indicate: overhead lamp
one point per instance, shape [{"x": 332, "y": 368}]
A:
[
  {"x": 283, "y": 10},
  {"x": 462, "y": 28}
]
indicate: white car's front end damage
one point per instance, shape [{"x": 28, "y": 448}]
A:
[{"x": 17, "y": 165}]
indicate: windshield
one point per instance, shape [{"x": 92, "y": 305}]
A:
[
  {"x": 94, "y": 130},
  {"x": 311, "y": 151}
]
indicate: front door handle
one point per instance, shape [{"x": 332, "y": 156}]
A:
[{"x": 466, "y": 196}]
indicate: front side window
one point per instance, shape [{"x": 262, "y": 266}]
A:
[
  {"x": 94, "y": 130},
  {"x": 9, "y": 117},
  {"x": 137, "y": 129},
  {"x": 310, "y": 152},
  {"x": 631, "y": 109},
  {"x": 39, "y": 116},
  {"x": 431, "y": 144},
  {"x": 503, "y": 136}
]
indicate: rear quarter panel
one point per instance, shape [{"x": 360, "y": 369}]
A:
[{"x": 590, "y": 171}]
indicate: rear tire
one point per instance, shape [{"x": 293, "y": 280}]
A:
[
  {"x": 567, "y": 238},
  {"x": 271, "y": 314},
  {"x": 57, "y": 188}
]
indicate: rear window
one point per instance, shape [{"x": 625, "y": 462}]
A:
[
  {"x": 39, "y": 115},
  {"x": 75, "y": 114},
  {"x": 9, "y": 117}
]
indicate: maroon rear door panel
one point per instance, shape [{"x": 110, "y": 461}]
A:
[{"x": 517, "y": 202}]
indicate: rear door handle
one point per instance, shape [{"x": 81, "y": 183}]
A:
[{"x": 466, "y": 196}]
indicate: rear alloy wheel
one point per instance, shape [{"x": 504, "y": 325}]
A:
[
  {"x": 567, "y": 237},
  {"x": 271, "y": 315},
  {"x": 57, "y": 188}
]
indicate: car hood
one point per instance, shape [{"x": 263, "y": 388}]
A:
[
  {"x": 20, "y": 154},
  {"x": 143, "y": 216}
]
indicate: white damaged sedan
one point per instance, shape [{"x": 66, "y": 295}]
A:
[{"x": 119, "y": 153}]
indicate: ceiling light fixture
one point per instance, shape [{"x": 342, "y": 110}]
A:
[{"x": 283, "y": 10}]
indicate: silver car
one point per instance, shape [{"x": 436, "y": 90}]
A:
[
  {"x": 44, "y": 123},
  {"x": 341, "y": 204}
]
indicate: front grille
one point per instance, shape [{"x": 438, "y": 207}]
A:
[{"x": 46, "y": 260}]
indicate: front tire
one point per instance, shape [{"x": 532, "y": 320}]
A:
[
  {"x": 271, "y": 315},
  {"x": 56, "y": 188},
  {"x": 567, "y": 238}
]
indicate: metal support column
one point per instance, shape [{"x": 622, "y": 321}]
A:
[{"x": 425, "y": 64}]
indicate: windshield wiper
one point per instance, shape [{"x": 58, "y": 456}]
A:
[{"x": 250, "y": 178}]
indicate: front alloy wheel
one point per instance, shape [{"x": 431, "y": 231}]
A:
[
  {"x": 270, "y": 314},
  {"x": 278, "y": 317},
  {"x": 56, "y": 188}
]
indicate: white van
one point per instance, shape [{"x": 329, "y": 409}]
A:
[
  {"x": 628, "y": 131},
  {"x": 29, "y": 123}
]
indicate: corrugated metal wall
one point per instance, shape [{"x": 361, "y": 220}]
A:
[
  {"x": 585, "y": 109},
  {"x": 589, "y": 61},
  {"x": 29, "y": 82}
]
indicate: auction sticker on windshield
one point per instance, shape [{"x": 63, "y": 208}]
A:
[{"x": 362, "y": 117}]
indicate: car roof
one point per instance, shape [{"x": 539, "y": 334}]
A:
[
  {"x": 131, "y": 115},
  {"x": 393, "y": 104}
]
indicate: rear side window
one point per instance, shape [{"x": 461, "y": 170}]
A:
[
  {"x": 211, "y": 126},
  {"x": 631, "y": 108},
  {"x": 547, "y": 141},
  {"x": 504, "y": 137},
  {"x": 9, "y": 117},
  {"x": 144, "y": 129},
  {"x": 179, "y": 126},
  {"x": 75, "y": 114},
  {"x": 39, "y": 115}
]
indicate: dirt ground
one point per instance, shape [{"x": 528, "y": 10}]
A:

■ **How to complete this task**
Each line of the material above is to be retyped verbatim.

■ **Exercise solution**
indicate: overhead lamp
one point per instance, shape [{"x": 332, "y": 368}]
A:
[
  {"x": 283, "y": 10},
  {"x": 462, "y": 28}
]
indicate: white car's front end damage
one point per instance, shape [{"x": 28, "y": 448}]
A:
[{"x": 17, "y": 165}]
indicate: windshield
one point per instance, shape [{"x": 92, "y": 305}]
A:
[
  {"x": 94, "y": 130},
  {"x": 311, "y": 151}
]
indicate: front door handle
one point per instance, shape [{"x": 332, "y": 156}]
A:
[{"x": 466, "y": 196}]
indicate: front side window
one point per instance, shape [{"x": 262, "y": 266}]
A:
[
  {"x": 94, "y": 130},
  {"x": 9, "y": 117},
  {"x": 137, "y": 129},
  {"x": 310, "y": 152},
  {"x": 631, "y": 109},
  {"x": 39, "y": 116},
  {"x": 431, "y": 144},
  {"x": 503, "y": 136}
]
indicate: rear quarter panel
one point per instance, shape [{"x": 360, "y": 369}]
A:
[{"x": 590, "y": 171}]
indicate: rear tire
one point per instance, shape [{"x": 293, "y": 280}]
A:
[
  {"x": 567, "y": 238},
  {"x": 271, "y": 314},
  {"x": 57, "y": 188}
]
indicate: rear window
one point per instance, shape [{"x": 625, "y": 462}]
A:
[
  {"x": 39, "y": 115},
  {"x": 75, "y": 114},
  {"x": 9, "y": 117}
]
indicate: maroon rear door panel
one point per instance, shape [{"x": 110, "y": 461}]
A:
[{"x": 517, "y": 202}]
indicate: rear door handle
one point per instance, shape [{"x": 81, "y": 183}]
A:
[{"x": 466, "y": 196}]
indicate: rear alloy wheel
one point per instance, shape [{"x": 504, "y": 325}]
A:
[
  {"x": 567, "y": 237},
  {"x": 271, "y": 315},
  {"x": 57, "y": 188}
]
indicate: car hood
one point per instance, shape [{"x": 263, "y": 388}]
A:
[
  {"x": 20, "y": 154},
  {"x": 143, "y": 216}
]
indicate: white damaged sedan
one point per instance, shape [{"x": 66, "y": 295}]
A:
[{"x": 119, "y": 153}]
indicate: ceiling light fixture
one point per instance, shape [{"x": 342, "y": 110}]
A:
[{"x": 283, "y": 10}]
indicate: silver car
one point per instance, shape [{"x": 436, "y": 90}]
A:
[
  {"x": 44, "y": 123},
  {"x": 341, "y": 204}
]
indicate: front grille
one point per instance, shape [{"x": 438, "y": 207}]
A:
[{"x": 46, "y": 260}]
indicate: front tire
one point per instance, shape [{"x": 532, "y": 320}]
A:
[
  {"x": 271, "y": 315},
  {"x": 56, "y": 188},
  {"x": 567, "y": 238}
]
indicate: metal support column
one point per instance, shape [{"x": 622, "y": 321}]
A:
[{"x": 425, "y": 64}]
indicate: windshield wiper
one point per instance, shape [{"x": 58, "y": 456}]
A:
[{"x": 250, "y": 178}]
indicate: front alloy wheel
one point per instance, shape [{"x": 431, "y": 231}]
A:
[
  {"x": 270, "y": 314},
  {"x": 278, "y": 317},
  {"x": 56, "y": 188}
]
indicate: white van
one point per instance, shape [{"x": 329, "y": 409}]
A:
[
  {"x": 628, "y": 131},
  {"x": 29, "y": 123}
]
indicate: corrugated metal wall
one point per instance, shape [{"x": 361, "y": 220}]
A:
[
  {"x": 585, "y": 109},
  {"x": 589, "y": 61},
  {"x": 29, "y": 82}
]
indicate: auction sticker on windshield
one point per instance, shape [{"x": 63, "y": 208}]
A:
[{"x": 362, "y": 117}]
indicate: car roof
one point per instance, shape [{"x": 539, "y": 334}]
A:
[
  {"x": 131, "y": 115},
  {"x": 393, "y": 104}
]
indicate: rear side window
one point per instance, shape [{"x": 461, "y": 170}]
A:
[
  {"x": 211, "y": 126},
  {"x": 631, "y": 108},
  {"x": 547, "y": 141},
  {"x": 504, "y": 137},
  {"x": 9, "y": 117},
  {"x": 144, "y": 129},
  {"x": 179, "y": 126},
  {"x": 75, "y": 114},
  {"x": 39, "y": 115}
]
indicate: dirt ground
one point per instance, shape [{"x": 528, "y": 10}]
A:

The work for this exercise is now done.